• PROBLEM REQUIREMENTS:
Identify every line in the material below that contains the string "door", and copy each of those lines. Case counts, so uppercase and lowercase letters are treated as different.

(Stored records)
·····

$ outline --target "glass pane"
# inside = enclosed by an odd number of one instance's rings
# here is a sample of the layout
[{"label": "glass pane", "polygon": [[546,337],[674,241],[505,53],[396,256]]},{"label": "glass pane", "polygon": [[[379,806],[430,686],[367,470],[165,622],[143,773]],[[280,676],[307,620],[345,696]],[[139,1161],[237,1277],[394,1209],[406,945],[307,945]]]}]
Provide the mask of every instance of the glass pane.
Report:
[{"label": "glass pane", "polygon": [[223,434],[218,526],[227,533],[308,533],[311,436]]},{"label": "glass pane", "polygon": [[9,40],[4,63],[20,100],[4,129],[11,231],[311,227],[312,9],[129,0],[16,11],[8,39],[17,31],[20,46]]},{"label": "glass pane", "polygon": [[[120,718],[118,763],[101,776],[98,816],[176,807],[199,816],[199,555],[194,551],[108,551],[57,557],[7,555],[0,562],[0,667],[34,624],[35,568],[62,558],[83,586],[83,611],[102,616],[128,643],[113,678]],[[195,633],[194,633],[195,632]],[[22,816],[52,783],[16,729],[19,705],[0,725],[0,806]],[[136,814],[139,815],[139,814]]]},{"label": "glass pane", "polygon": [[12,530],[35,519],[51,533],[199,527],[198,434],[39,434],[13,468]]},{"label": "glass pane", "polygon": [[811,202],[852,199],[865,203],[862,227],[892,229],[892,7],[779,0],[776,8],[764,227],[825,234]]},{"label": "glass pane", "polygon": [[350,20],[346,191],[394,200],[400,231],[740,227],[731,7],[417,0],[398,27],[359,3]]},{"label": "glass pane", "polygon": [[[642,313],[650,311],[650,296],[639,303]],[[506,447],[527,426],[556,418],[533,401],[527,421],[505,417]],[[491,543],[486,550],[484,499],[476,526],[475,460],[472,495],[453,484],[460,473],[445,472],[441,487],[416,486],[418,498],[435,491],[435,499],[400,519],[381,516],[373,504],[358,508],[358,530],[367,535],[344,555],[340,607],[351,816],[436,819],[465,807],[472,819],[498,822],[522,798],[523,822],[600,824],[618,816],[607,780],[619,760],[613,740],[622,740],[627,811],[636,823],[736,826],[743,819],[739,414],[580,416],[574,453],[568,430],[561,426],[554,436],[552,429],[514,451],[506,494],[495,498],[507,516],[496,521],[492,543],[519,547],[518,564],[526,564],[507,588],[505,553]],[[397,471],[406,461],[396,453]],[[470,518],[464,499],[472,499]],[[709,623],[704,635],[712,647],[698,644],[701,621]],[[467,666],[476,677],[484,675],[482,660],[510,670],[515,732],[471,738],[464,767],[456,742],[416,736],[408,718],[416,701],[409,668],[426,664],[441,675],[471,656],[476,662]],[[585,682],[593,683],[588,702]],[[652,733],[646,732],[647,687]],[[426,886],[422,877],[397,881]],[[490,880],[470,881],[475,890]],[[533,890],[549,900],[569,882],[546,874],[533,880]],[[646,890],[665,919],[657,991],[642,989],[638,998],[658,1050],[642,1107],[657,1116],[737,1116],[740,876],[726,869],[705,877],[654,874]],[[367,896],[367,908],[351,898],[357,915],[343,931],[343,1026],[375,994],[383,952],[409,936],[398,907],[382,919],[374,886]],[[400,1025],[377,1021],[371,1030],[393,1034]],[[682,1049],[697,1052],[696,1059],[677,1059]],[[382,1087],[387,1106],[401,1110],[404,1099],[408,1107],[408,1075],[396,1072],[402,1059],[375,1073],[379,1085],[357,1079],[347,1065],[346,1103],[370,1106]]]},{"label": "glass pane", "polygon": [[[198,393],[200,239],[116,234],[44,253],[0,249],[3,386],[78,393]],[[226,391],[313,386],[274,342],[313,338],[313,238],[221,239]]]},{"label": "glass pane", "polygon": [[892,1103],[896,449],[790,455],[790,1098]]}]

·····

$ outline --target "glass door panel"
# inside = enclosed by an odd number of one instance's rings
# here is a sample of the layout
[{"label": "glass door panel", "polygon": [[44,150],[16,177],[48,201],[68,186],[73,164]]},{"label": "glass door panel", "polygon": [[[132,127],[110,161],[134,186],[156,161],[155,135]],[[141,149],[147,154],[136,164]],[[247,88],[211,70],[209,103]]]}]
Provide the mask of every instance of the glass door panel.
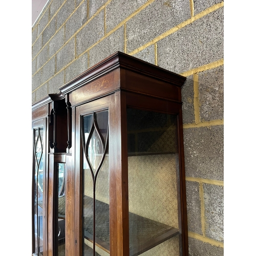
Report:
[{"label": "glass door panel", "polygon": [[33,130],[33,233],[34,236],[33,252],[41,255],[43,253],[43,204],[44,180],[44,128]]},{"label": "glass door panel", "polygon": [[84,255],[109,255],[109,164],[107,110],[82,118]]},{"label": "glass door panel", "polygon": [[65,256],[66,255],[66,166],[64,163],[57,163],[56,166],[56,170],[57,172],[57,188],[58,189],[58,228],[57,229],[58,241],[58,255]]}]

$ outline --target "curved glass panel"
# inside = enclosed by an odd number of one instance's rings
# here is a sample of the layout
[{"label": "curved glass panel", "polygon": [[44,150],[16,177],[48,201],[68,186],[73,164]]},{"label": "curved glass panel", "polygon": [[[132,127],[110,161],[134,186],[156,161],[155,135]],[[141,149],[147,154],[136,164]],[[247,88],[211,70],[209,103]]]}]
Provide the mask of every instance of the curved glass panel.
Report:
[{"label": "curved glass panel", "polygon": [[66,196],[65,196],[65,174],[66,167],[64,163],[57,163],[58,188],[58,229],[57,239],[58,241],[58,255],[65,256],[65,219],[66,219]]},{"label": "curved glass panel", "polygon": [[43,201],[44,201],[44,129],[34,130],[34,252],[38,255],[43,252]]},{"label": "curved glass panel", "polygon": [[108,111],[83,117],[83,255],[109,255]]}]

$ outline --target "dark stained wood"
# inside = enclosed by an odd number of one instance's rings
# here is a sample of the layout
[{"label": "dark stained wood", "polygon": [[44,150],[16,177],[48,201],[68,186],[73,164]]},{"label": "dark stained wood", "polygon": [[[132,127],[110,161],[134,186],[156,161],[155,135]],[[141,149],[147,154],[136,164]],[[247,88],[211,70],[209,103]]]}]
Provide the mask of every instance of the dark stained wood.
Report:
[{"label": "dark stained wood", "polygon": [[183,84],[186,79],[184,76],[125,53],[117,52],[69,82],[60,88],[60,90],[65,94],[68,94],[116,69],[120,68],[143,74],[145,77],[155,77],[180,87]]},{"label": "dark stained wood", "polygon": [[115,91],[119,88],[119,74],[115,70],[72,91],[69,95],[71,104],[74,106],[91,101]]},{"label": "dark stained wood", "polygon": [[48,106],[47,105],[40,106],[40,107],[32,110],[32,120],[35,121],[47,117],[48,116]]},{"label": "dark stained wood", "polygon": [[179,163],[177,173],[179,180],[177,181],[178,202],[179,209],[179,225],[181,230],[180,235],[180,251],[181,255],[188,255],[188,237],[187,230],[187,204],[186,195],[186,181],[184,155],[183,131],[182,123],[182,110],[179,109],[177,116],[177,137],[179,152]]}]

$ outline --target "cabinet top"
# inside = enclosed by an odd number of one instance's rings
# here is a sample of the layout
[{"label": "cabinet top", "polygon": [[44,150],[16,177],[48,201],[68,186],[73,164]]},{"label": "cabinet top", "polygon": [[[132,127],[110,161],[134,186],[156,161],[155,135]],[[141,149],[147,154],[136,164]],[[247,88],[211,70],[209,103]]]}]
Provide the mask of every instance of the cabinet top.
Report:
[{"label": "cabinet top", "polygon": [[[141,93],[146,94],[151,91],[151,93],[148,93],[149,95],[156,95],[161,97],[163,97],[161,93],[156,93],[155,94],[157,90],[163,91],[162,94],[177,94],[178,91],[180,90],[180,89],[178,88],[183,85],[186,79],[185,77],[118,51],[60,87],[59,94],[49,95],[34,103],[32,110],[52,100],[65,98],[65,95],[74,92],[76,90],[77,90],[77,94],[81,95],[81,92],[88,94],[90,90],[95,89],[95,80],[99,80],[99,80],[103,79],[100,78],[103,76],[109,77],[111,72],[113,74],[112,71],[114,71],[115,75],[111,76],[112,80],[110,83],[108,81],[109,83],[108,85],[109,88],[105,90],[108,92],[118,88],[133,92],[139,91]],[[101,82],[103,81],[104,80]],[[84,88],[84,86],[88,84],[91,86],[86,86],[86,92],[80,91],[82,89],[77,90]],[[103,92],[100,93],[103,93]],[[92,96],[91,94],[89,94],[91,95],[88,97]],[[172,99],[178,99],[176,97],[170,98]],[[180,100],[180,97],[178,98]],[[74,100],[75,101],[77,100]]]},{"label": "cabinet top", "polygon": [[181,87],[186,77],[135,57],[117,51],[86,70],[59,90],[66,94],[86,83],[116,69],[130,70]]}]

·····

• TASK RESULT:
$ outline --target "glass door panel"
[{"label": "glass door panel", "polygon": [[44,150],[16,177],[48,201],[68,186],[73,164]]},{"label": "glass door panel", "polygon": [[[132,127],[110,161],[134,186],[156,161],[155,135]],[[141,149],[147,154],[136,164]],[[247,88],[211,70],[209,103]]]}]
Provide the mask of every instance of the glass door panel.
[{"label": "glass door panel", "polygon": [[33,130],[33,233],[34,236],[33,252],[41,255],[43,253],[43,204],[44,180],[44,128]]},{"label": "glass door panel", "polygon": [[84,255],[109,255],[109,164],[107,110],[82,118]]},{"label": "glass door panel", "polygon": [[65,256],[66,255],[66,166],[64,163],[57,163],[56,166],[56,170],[57,172],[57,188],[58,189],[58,228],[57,229],[58,241],[58,255]]}]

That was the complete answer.